→ Extract to read

((

Advanced Structural and Spatial Analysis of Lipids Using Ion Mobility-Mass Spectrometry

Abstract

Ion mobility-mass spectrometry (IM-MS) provides rapid (μs-ms) two dimensional separations on the basis of molecular structure and mass-to-charge (m/z), respectively. Based on differences in intramolecular packing of various biomolecules, the added separation dimension allows resolution of isobaric (i.e., same m/z) or nearly isobaric lipids, peptides, carbohydrates, and oligonucleotides. Experimentally determined IM collision cross sections (i.e., apparent surface areas in squared Å) of major membrane lipid classes are interpreted by performing molecular dynamics simulations. Glycerophospholipid and sphingolipid signals are resolved by IM-MS based on structural differences of the glycerol and sphingosine backbones. In addition to resolving lipids from other biomolecules and classes of lipids, IM-MS is shown to be a useful method for mobility separation of exogenous chemical noise in support of relative quantitation of lipid changes in the Drosophila eas mutant. The advantages of IM-MS can be applied to spatially resolved imaging of lipid species in tissues and cells. Laser shaping and focusing based on digital light patterning for high spatial resolution studies of lipids, compatible with the IM-MS instrumental platform, is described.

))

→ Entries supplied
((

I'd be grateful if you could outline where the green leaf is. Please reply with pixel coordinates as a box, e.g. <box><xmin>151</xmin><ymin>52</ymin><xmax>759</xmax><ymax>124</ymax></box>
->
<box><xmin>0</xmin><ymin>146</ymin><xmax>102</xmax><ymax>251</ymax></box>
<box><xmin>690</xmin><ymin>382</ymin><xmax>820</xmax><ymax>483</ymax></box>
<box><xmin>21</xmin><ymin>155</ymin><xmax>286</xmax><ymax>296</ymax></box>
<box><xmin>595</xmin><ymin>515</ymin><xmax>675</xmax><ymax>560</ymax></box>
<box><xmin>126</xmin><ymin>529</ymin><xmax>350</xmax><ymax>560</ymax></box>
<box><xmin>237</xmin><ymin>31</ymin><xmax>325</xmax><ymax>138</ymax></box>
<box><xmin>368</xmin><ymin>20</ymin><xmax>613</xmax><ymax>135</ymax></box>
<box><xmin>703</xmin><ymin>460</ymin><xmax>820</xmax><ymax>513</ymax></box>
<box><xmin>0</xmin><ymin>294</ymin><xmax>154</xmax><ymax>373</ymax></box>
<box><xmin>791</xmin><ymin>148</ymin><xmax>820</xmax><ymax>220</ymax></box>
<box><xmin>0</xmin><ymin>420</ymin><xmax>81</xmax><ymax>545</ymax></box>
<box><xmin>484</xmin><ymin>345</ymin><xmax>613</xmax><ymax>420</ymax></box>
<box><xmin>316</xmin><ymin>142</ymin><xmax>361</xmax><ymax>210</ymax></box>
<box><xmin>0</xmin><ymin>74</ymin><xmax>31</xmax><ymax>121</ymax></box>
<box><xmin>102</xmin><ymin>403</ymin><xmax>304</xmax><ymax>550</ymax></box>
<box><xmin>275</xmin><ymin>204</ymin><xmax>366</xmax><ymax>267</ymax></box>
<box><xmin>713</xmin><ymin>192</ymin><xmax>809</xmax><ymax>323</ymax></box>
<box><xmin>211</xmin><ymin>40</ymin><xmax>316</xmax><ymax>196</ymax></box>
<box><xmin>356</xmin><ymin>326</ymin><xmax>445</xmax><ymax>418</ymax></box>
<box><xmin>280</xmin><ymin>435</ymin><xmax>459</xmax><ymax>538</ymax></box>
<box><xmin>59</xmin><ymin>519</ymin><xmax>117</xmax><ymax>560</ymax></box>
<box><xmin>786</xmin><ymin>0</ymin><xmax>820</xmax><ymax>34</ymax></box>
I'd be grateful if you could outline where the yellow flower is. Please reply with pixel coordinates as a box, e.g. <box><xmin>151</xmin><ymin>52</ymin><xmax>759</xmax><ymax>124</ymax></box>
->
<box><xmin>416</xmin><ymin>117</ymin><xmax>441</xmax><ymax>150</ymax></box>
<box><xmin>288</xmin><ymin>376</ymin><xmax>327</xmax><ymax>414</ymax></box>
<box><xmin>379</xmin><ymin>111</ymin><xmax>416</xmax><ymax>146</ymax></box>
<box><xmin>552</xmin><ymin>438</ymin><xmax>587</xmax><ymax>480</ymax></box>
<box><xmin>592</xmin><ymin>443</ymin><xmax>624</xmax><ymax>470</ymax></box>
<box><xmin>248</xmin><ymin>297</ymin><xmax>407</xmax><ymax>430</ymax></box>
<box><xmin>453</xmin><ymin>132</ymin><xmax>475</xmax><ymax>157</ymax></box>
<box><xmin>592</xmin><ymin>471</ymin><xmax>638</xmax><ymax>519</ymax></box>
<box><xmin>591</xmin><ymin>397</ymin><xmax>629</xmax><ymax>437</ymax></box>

))

→ Required action
In the abstract on ion mobility-mass spectrometry of lipids, what structural differences allow glycerophospholipid and sphingolipid signals to be resolved?

→ Solution for this problem
Differences between their glycerol and sphingosine backbones.